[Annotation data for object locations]

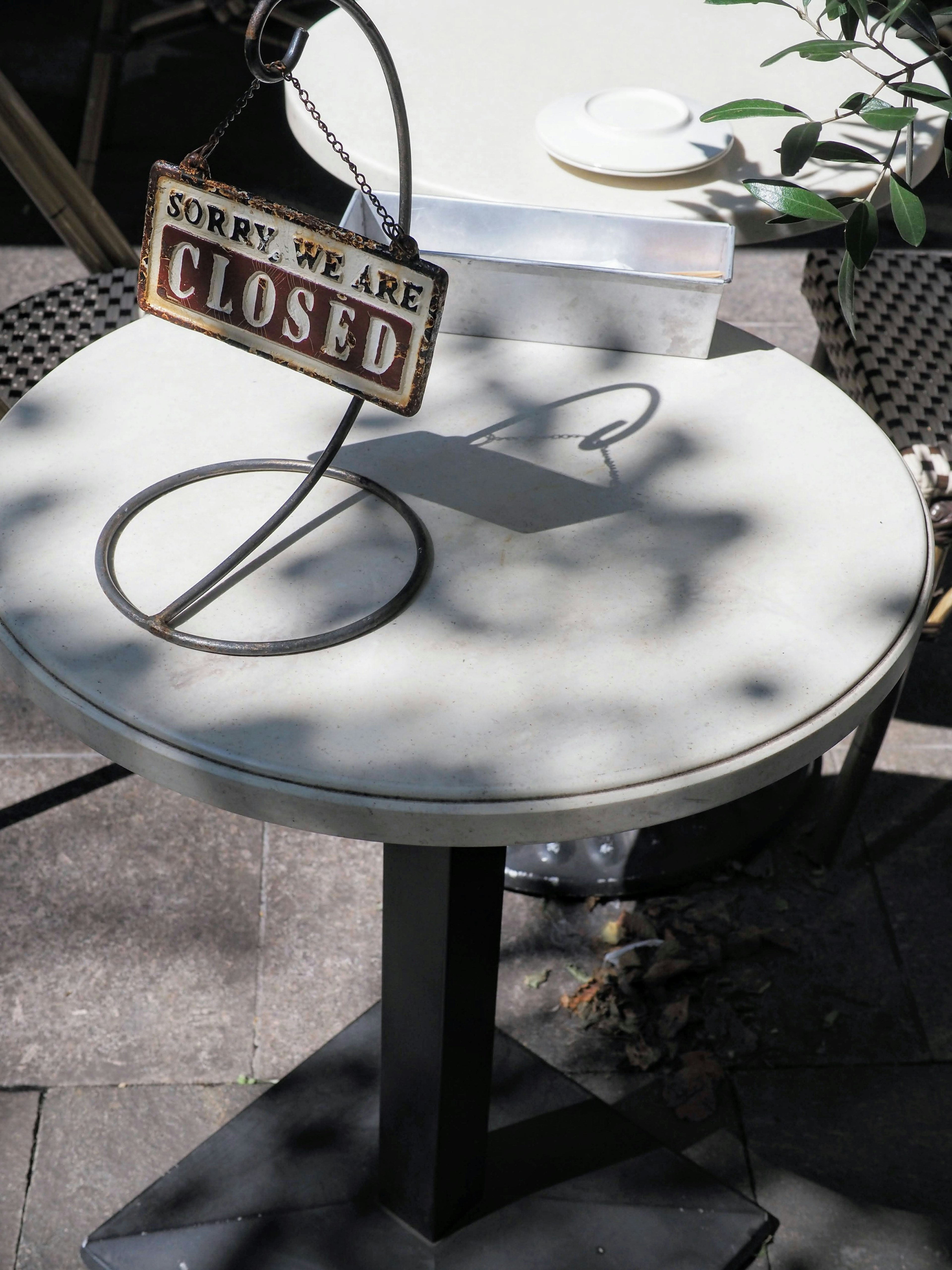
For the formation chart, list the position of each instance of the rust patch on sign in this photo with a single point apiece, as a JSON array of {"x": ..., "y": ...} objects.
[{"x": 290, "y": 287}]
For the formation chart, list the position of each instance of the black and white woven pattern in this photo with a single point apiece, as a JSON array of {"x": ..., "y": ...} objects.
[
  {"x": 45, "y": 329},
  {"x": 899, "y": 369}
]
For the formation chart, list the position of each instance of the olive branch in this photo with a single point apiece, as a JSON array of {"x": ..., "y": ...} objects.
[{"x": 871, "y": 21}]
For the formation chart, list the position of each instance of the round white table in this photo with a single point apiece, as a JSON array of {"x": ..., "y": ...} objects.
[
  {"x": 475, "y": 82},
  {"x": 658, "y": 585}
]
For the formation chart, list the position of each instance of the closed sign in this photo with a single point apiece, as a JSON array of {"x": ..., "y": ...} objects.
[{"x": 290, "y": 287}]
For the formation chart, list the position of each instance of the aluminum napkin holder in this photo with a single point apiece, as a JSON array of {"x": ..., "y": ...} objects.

• **GIVEN TASK**
Pull out every line of the listing above word for word, but leave the pictures out.

• **EXERCISE ANSWER**
For the formation chart, list the position of each instance of the rust patch on sign in this photo with a single point apiece, as a JSON array of {"x": ..., "y": ...} objects.
[{"x": 290, "y": 287}]
For the formation chart, list the position of each instance of the black and white woven pattern in this photo with a single point apiece, as a JSON array of {"x": ..., "y": ...} objects.
[
  {"x": 45, "y": 329},
  {"x": 899, "y": 369}
]
For the formation chart, list the position of each instance of the olive branch in this photo with a single point apiece, as a JSON array of {"x": ..., "y": ...} objects.
[{"x": 871, "y": 21}]
For the formation chart, list the position of each instance of the round white table in this photo with a single point apiece, as a JSON array of {"x": ..., "y": ...} objects.
[
  {"x": 475, "y": 82},
  {"x": 658, "y": 585}
]
For the formation chart, list the position of each instance of the closed sign in this photo with a single point apiece, as a JSON array of {"x": ..., "y": ...} objects.
[{"x": 290, "y": 287}]
For the formation chart, list the position of each instance of the aluminum napkin holder in this photo with a single point apiece, as a JSON array of {"x": ..., "y": ...} objects.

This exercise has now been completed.